> [Input for this task]:

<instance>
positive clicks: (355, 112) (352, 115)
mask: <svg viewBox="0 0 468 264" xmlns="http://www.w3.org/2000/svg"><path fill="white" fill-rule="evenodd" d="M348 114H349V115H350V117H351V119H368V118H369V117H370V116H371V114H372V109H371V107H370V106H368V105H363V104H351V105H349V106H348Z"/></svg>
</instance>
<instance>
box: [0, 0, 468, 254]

> [What the exercise asks]:
This calls for an exact transcription of every entry above.

> [Output for this exercise]:
<instance>
positive clicks: (355, 112) (352, 115)
mask: <svg viewBox="0 0 468 264" xmlns="http://www.w3.org/2000/svg"><path fill="white" fill-rule="evenodd" d="M348 114H349V115H350V117H351V119H368V118H369V117H370V116H371V114H372V109H371V107H370V106H368V105H363V104H351V105H349V106H348Z"/></svg>
</instance>
<instance>
box: [0, 0, 468, 254]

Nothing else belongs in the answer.